_Given problem_
Reproduce every one of the entries below line for line, changing nothing.

* start *

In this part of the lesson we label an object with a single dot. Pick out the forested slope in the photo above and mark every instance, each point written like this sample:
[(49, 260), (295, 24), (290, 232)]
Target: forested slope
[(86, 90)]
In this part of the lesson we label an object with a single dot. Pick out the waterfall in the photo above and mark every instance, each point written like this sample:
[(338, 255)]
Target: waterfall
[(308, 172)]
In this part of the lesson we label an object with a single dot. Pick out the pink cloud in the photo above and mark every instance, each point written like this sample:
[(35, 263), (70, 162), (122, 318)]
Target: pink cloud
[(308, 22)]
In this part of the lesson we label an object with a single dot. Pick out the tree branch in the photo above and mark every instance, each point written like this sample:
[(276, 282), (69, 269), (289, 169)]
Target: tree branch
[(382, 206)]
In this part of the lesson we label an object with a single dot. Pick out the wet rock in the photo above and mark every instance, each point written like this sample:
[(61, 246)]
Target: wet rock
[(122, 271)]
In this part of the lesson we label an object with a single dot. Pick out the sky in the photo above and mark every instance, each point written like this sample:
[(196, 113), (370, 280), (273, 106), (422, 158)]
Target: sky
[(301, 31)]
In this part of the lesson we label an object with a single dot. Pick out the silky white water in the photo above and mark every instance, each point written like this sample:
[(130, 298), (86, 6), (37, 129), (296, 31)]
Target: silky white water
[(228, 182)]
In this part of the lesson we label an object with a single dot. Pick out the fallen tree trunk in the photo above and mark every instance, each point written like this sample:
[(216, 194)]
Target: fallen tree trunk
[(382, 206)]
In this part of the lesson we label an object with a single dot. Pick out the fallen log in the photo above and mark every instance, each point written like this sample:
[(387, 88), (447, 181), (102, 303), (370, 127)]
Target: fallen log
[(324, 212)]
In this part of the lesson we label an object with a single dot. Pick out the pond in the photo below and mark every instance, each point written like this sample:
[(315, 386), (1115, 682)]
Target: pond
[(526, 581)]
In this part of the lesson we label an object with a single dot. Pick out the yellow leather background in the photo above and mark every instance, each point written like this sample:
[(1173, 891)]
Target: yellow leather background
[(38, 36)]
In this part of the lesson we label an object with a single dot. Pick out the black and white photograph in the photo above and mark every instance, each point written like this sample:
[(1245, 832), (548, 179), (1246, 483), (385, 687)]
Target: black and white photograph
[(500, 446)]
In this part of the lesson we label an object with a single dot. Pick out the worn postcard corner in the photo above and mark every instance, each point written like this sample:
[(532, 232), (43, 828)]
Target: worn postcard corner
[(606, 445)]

* end *

_The output_
In this part of the lesson we label an object with a single dot. Pick out the forested slope in the photo above and mark every instance, each point written like this sample:
[(49, 260), (295, 24), (290, 232)]
Target: forested slope
[(86, 90)]
In this part of the lesson we label an object with a single dot. Pick out the waterfall in the photo above and mark every instance, each point written like this sample:
[(338, 255)]
Target: waterfall
[(308, 172)]
In this part of the lesson we label an object with a single dot. Pick out the pink cloud in the photo above and mark every instance, each point written like this sample:
[(35, 263), (70, 162), (122, 318)]
Target: pink cloud
[(308, 22)]
In this part of the lesson we label an object with a single dot. Pick out the tree branch in the photo above and mark every instance, each point written like this sample:
[(276, 282), (69, 269), (289, 169)]
Target: tree branch
[(382, 206)]
In this part of the lesson we label an object with a single dot. Pick out the wet rock in the photo above and mark every instance, each point written like this sample:
[(61, 246)]
Target: wet rock
[(122, 271)]
In this part of the lesson we label an object with a single dot. Pick out the sky in the photo above and mark every instance, each point written like this sample:
[(196, 113), (370, 280), (273, 106), (422, 158)]
Target: sky
[(301, 31)]
In this part of the lesson we label an object with a single dot. Pick out the silky white water in the photo above and mark every instance, each point written like this sample:
[(130, 298), (86, 6), (37, 129), (296, 31)]
Target: silky white water
[(228, 182)]
In this part of the lesson we label an object with a single dot. Pick out the fallen tree trunk in the photo above and mark every instance, each point written like this sample:
[(216, 194)]
Target: fallen tree trunk
[(382, 206)]
In this part of the lesson we label an object with a single dot. Pick out the fallen log in the photo above and mark every instance, each point written like this sample:
[(387, 88), (447, 181), (102, 303), (370, 127)]
Target: fallen log
[(324, 212)]
In this part of the lesson we label an object with a single dot. Pick out the pond in the photo below and mark every instance, each point written like this sample:
[(315, 386), (1115, 682)]
Target: pond
[(526, 581)]
In this part of the lesson we label an object with a single dot. Pick out the yellow leather background in the photo above and mark every instance, each point written like this sample:
[(1173, 891)]
Target: yellow leather background
[(38, 36)]
In this part of the lesson we label an object with a single dot. Pick out the black and white photograph in the photo above and mark every instance, each point written like this sample:
[(1245, 832), (548, 179), (1246, 483), (385, 687)]
Target: black and white photograph
[(500, 446)]
In this part of the lesson we label an object with a single dot. Pick out the worn postcard corner in the photo above and mark every instance, each point written like this sample:
[(532, 232), (43, 828)]
Target: worn postcard corner
[(606, 445)]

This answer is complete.